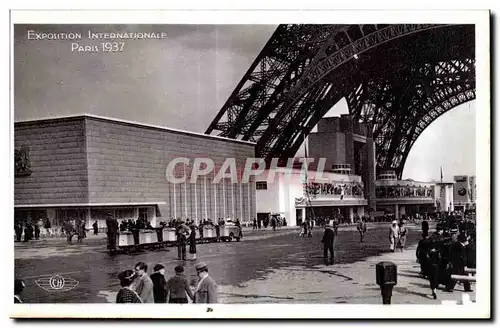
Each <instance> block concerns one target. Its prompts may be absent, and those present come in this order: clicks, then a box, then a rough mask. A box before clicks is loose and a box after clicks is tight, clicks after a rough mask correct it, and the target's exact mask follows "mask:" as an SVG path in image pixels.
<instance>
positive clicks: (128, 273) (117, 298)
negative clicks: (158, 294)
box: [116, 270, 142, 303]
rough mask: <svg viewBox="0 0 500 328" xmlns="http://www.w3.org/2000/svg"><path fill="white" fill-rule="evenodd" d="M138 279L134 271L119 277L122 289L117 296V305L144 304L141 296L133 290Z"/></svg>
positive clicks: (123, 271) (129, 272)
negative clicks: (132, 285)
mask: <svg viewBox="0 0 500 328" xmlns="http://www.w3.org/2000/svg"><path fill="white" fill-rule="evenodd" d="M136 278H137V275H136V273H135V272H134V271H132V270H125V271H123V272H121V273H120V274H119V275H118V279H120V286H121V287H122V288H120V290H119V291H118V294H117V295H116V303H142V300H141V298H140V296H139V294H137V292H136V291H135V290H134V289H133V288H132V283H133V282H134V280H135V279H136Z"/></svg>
-*-
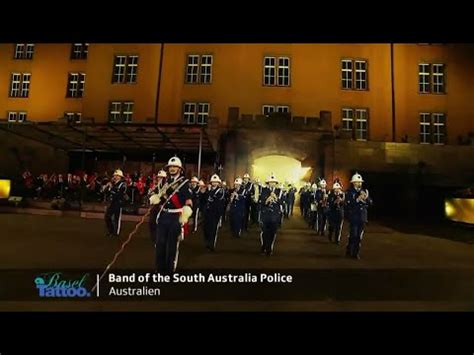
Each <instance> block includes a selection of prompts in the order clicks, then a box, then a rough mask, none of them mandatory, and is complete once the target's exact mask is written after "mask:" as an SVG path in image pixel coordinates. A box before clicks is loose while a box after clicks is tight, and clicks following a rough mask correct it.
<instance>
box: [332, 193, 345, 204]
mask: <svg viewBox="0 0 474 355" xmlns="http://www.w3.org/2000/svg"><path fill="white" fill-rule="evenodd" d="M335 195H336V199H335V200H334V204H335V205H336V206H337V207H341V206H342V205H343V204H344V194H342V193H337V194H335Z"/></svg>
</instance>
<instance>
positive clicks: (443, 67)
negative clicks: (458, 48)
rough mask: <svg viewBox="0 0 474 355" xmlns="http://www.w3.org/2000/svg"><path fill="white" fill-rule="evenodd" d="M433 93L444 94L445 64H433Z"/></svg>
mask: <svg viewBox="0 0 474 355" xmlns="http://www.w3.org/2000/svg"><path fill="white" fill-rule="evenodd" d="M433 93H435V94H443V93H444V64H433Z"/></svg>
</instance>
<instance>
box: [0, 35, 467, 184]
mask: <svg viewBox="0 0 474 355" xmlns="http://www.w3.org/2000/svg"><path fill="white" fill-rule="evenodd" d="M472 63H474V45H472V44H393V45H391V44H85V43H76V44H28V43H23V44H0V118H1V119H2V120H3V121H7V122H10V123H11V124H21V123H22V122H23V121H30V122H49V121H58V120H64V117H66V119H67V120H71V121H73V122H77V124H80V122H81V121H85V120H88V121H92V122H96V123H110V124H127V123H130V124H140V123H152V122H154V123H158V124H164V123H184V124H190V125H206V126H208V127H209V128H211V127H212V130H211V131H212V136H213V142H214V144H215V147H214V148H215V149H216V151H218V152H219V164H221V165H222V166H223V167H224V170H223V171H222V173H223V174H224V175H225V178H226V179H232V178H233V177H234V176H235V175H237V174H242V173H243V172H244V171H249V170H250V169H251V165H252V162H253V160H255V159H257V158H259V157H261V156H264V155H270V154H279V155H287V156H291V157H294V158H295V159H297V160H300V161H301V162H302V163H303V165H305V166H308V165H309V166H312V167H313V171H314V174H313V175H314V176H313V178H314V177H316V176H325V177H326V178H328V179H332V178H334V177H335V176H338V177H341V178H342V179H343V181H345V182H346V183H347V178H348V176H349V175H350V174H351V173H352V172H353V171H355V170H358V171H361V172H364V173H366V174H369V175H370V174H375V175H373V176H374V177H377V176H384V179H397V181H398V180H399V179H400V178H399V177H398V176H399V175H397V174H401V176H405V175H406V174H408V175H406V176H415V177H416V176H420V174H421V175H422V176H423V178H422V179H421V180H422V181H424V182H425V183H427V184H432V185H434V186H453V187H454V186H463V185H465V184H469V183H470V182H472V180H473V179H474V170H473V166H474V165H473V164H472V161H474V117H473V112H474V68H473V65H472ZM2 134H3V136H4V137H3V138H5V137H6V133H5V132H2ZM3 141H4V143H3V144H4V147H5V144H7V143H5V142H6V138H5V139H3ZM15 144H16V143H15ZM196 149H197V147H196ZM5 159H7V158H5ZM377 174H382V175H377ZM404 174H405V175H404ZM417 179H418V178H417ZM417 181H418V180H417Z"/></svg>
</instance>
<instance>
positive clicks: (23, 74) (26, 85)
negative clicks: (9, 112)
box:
-*-
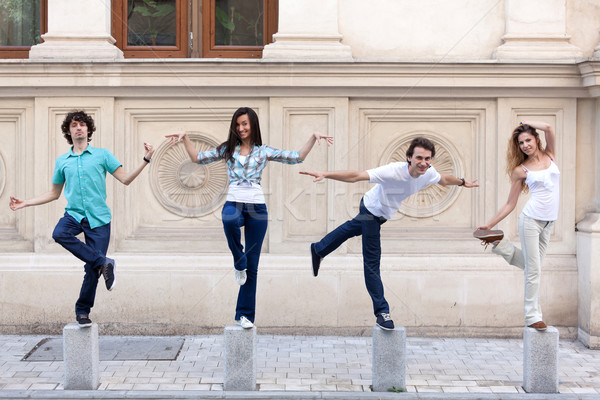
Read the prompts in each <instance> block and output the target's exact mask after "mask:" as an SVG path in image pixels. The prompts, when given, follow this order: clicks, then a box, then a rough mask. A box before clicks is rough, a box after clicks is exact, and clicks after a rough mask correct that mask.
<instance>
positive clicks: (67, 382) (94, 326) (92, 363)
-*-
INSTRUCTIONS TO FOLLOW: Give back the lines starting at the one containing "279L134 271L119 277L122" and ending at the one containing "positive clicks: (123, 271) (129, 272)", swapping "rough mask" for "coarse mask" and leaving everything else as it is.

FINAL ANSWER:
coarse mask: <svg viewBox="0 0 500 328" xmlns="http://www.w3.org/2000/svg"><path fill="white" fill-rule="evenodd" d="M138 279L134 271L119 277L122 289L117 296V305L144 304L141 296L133 290Z"/></svg>
positive clicks: (123, 271) (129, 272)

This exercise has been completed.